6.1 - Introduction to Generalized Linear Models
Thus far our focus has been on describing interactions or associations between two or three categorical variables mostly via single summary statistics and with significance testing. Models can handle more complicated situations and analyze the simultaneous effects of multiple variables, including mixtures of categorical and continuous variables. For example, the Breslow-Day statistics only works for 2 × 2 × K tables, while log-linear models will allow us to test of homogeneous associations in I × J × K and higher-dimensional tables. We will focus on a special class of models known as the generalized linear models (GLIMs or GLMs in Agresti).
The structural form of the model describes the patterns of interactions and associations. The model parameters provide measures of strength of associations. In models, the focus is on estimating the model parameters. The basic inference tools (e.g., point estimation, hypothesis testing, and confidence intervals) will be applied to these parameters. When discussing models, we will keep in mind:
- Objective
- Model structure (e.g. variables, formula, equation)
- Model assumptions
- Parameter estimates and interpretation
- Model fit (e.g. goodness-of-fit tests and statistics)
- Model selection
For example, recall a simple linear regression model
- Objective: model the expected value of a continuous variable, Y, as a linear function of the continuous predictor, X, E(Y_{i}) = β_{0} + β_{1}x_{i}
- Model structure: Y_{i} = β_{0} + β_{1}x_{i} + e_{i}
- Model assumptions: Y is is normally distributed, errors are normally distributed, e_{i} ∼ N(0, σ^{2}), and independent, and X is fixed, and constant variance σ^{2}.
- Parameter estimates and interpretation: \(\hat{\beta}_0\) is estimate of β_{0} or the intercept, and \(\hat{\beta}_1\) is estimate of the slope, etc... Do you recall, what is the interpretation of the intercept and the slope?
- Model fit: R ^{2}, residual analysis, F-statistic
- Model selection: From a plethora of possible predictors, which variables to include?
For a review, if you wish, see a handout labeled LinRegExample.doc on modeling average water usage given the amount of bread production, e.g., estimated water production is positively related to the bread production:
Water = 2273 + 0.0799 Production
Generalized Linear Models (GLMs)
First, let’s clear up some potential misunderstandings about terminology. The term general linear model (GLM) usually refers to conventional linear regression models for a continuous response variable given continuous and/or categorical predictors. It includes multiple linear regression, as well as ANOVA and ANCOVA (with fixed effects only). The form is $y_i\sim N(x_i^T\beta, \sigma^2),$ where $x_i$ contains known covariates and $\beta$ contains the coefficients to be estimated. These models are fit by least squares and weighted least squares using, for example: SAS Proc GLM or R functions lsfit() (older, uses matrices) and lm() (newer, uses data frames).

(Material provided):
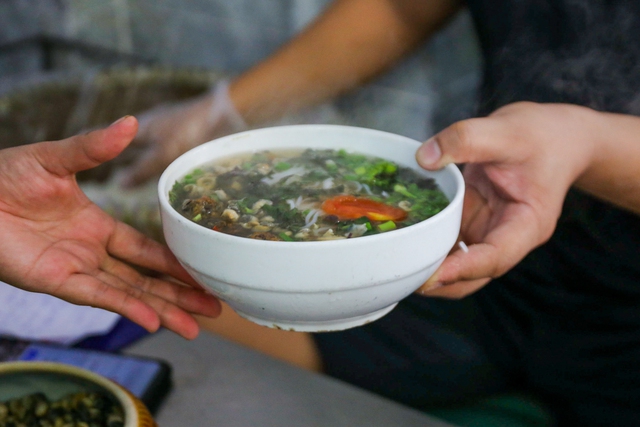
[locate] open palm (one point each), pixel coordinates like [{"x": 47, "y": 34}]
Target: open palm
[{"x": 56, "y": 241}]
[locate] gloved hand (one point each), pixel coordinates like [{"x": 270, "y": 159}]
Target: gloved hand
[{"x": 168, "y": 131}]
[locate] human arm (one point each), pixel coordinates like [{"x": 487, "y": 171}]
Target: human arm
[
  {"x": 56, "y": 241},
  {"x": 519, "y": 164},
  {"x": 352, "y": 42}
]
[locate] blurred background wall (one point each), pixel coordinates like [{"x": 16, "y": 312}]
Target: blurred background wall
[{"x": 429, "y": 90}]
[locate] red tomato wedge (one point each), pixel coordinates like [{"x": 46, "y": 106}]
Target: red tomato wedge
[{"x": 351, "y": 207}]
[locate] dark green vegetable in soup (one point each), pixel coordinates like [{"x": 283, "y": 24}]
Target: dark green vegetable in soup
[{"x": 308, "y": 195}]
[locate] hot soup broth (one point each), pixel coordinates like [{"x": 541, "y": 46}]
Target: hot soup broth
[{"x": 306, "y": 195}]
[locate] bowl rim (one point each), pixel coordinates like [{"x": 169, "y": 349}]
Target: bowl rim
[
  {"x": 169, "y": 210},
  {"x": 123, "y": 397}
]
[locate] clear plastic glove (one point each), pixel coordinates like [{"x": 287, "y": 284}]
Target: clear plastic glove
[{"x": 168, "y": 131}]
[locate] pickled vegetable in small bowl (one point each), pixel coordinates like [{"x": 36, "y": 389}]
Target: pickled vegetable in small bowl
[{"x": 52, "y": 394}]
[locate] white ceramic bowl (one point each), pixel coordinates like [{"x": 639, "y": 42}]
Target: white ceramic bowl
[{"x": 312, "y": 286}]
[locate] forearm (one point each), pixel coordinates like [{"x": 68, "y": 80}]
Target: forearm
[
  {"x": 613, "y": 174},
  {"x": 352, "y": 42}
]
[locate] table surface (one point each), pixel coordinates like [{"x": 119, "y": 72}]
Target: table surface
[{"x": 220, "y": 383}]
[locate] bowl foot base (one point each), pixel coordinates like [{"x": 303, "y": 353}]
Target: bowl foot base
[{"x": 320, "y": 326}]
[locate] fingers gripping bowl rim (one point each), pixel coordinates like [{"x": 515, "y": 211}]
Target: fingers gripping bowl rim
[{"x": 313, "y": 286}]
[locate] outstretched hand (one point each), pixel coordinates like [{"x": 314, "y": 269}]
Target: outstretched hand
[
  {"x": 56, "y": 241},
  {"x": 519, "y": 165}
]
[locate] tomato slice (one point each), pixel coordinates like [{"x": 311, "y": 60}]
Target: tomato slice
[{"x": 351, "y": 207}]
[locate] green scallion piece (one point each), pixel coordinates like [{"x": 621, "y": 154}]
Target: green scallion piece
[{"x": 285, "y": 237}]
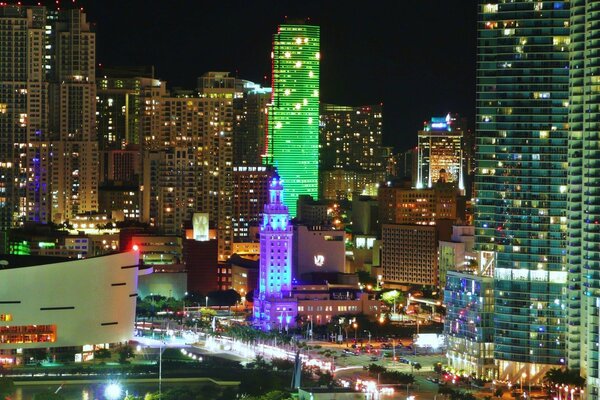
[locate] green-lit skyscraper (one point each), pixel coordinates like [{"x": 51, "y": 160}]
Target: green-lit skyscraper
[
  {"x": 293, "y": 133},
  {"x": 521, "y": 179}
]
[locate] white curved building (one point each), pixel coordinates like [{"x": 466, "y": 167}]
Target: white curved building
[{"x": 47, "y": 303}]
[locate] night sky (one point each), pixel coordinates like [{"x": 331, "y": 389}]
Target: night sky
[{"x": 415, "y": 56}]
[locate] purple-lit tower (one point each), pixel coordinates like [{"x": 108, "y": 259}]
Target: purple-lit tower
[{"x": 274, "y": 308}]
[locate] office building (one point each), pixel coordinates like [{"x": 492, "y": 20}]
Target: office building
[
  {"x": 350, "y": 137},
  {"x": 318, "y": 249},
  {"x": 273, "y": 305},
  {"x": 351, "y": 154},
  {"x": 458, "y": 252},
  {"x": 469, "y": 322},
  {"x": 250, "y": 128},
  {"x": 409, "y": 254},
  {"x": 405, "y": 205},
  {"x": 521, "y": 180},
  {"x": 250, "y": 194},
  {"x": 440, "y": 152},
  {"x": 293, "y": 133}
]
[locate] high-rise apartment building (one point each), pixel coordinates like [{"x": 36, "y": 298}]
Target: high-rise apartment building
[
  {"x": 273, "y": 305},
  {"x": 521, "y": 180},
  {"x": 23, "y": 118},
  {"x": 350, "y": 137},
  {"x": 217, "y": 91},
  {"x": 188, "y": 156},
  {"x": 440, "y": 152},
  {"x": 583, "y": 289},
  {"x": 73, "y": 117},
  {"x": 250, "y": 194},
  {"x": 293, "y": 134},
  {"x": 351, "y": 154},
  {"x": 49, "y": 154}
]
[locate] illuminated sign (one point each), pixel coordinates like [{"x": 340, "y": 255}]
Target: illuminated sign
[
  {"x": 200, "y": 225},
  {"x": 319, "y": 260}
]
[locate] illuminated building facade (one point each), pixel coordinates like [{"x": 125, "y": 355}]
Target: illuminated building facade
[
  {"x": 251, "y": 119},
  {"x": 521, "y": 179},
  {"x": 293, "y": 134},
  {"x": 273, "y": 305},
  {"x": 405, "y": 205},
  {"x": 409, "y": 254},
  {"x": 250, "y": 194},
  {"x": 583, "y": 195},
  {"x": 469, "y": 322},
  {"x": 24, "y": 138},
  {"x": 352, "y": 158},
  {"x": 440, "y": 153},
  {"x": 73, "y": 117},
  {"x": 96, "y": 293},
  {"x": 188, "y": 157}
]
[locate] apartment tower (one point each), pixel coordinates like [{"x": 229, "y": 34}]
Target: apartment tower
[{"x": 521, "y": 179}]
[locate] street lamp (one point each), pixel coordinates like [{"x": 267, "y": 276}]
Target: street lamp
[{"x": 113, "y": 391}]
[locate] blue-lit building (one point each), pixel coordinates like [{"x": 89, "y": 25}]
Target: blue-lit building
[
  {"x": 468, "y": 326},
  {"x": 584, "y": 194},
  {"x": 521, "y": 178},
  {"x": 440, "y": 152},
  {"x": 274, "y": 307}
]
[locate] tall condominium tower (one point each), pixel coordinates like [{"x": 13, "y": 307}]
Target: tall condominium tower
[
  {"x": 217, "y": 91},
  {"x": 24, "y": 150},
  {"x": 521, "y": 207},
  {"x": 48, "y": 149},
  {"x": 584, "y": 193},
  {"x": 249, "y": 132},
  {"x": 293, "y": 134},
  {"x": 440, "y": 152}
]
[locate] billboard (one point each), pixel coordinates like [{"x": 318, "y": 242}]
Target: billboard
[{"x": 200, "y": 226}]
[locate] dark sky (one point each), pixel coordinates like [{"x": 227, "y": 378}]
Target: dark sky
[{"x": 415, "y": 56}]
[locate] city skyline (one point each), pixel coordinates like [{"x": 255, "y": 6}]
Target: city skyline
[{"x": 368, "y": 57}]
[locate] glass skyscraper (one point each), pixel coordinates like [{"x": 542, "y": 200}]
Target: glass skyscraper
[
  {"x": 293, "y": 126},
  {"x": 584, "y": 192},
  {"x": 521, "y": 178}
]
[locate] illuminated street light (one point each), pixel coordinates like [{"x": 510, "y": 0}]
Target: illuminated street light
[{"x": 113, "y": 391}]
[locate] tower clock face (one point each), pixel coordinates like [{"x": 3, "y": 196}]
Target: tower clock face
[{"x": 319, "y": 260}]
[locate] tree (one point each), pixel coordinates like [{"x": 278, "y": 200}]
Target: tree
[
  {"x": 498, "y": 392},
  {"x": 48, "y": 395},
  {"x": 273, "y": 395},
  {"x": 125, "y": 352},
  {"x": 102, "y": 354},
  {"x": 7, "y": 387},
  {"x": 37, "y": 354},
  {"x": 224, "y": 297}
]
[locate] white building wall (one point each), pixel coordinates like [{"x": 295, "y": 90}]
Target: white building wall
[{"x": 90, "y": 301}]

(Do this):
Extend the introduction to generalized linear models, starting right after its last sentence. None of the items are needed here.

(Written response):
The term generalized linear model (GLIM or GLM) refers to a larger class of models popularized by McCullagh and Nelder (1982, 2nd edition 1989). In these models, the response variable $y_i$ is assumed to follow an exponential family distribution with mean $\mu_i$, which is assumed to be some (often nonlinear) function of $x_i^T\beta$. Some would call these “nonlinear” because $\mu_i$ is often a nonlinear function of the covariates, but McCullagh and Nelder consider them to be linear, because the covariates affect the distribution of $y_i$ only through the linear combination $x_i^T\beta$. The first widely used software package for fitting these models was called GLIM. Because of this program, “GLIM” became a well-accepted abbreviation for generalized linear models, as opposed to “GLM” which often is used for general linear models. Today, GLIM’s are fit by many packages, including SAS Proc Genmod and R function glm(). Notice, however, that Agresti uses GLM instead of GLIM short-hand, and we will use GLM.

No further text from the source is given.